**ACTIVITY:** Starting at the line that contains "For every instance of the tree", transcribe each line exactly through the last line of the data. Include nothing else.

Stored data entries:
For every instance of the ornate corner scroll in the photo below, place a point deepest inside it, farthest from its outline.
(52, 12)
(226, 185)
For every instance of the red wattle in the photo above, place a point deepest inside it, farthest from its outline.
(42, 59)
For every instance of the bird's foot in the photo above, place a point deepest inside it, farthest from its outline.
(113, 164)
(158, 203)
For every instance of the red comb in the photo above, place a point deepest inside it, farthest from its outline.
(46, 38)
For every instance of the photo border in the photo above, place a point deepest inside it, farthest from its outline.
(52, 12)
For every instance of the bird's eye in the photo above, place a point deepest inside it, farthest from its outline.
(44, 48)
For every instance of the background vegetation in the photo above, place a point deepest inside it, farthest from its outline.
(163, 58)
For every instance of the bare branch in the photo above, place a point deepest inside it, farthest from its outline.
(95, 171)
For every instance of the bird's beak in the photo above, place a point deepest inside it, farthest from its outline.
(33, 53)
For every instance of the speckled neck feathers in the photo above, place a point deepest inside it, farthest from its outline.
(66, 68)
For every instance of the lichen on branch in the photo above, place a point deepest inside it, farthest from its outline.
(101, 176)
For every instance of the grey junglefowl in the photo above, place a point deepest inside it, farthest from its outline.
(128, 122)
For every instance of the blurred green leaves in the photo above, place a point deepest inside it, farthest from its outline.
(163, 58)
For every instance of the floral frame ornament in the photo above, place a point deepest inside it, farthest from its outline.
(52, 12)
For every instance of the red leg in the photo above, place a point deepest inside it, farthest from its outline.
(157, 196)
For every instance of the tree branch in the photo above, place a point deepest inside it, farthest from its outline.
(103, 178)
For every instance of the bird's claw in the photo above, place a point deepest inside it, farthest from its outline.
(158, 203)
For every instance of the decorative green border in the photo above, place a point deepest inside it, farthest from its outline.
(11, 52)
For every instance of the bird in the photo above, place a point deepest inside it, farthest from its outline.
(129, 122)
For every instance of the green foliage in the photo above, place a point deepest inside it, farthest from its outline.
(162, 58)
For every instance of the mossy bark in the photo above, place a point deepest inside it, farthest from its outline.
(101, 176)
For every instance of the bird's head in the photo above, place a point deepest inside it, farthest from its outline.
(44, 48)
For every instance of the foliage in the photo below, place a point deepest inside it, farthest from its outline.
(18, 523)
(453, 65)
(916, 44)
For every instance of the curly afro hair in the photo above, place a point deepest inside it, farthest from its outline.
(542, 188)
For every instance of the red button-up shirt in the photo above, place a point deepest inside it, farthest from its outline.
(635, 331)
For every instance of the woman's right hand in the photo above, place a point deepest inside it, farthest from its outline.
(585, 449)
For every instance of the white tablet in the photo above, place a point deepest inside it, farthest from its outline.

**SOLUTION:**
For every instance of the tree branch in the photo above, place a point deepest inside it, farthest from its outline.
(103, 178)
For every instance of the bird's claw in the photo above, place a point deepest inside it, farthest from its outline.
(158, 203)
For every instance of the decorative green border in the photo above, place a point deepest inside it, farthest from its outline.
(11, 52)
For every instance of the bird in the photo above, place a point deepest inside it, farthest from its outline.
(129, 122)
For every instance of the green foliage in the photo above, place a point deepest inside it, farthest from its outline.
(162, 58)
For every instance of the mossy bark in the photo above, place a point deepest inside it, farthest from its outline.
(101, 176)
For every instance of the bird's head in the photo above, place a point deepest inside it, farthest from its outline.
(44, 48)
For every instance of the foliage in the photo below, place a point deepest inside it, farthest from its outline.
(18, 523)
(453, 65)
(916, 44)
For every instance of the curly afro hair in the photo above, place a point deepest inside it, farthest from its outline.
(542, 188)
For every instance of the red button-up shirt in the photo above, place a point deepest inside it, farthest from its outline.
(635, 331)
For every instance of the woman's right hand in the photo above, place a point deepest inside it, farthest from its outline.
(585, 449)
For every instance of the white tablet in the photo above, place a point deepest inside it, farthest from its outline.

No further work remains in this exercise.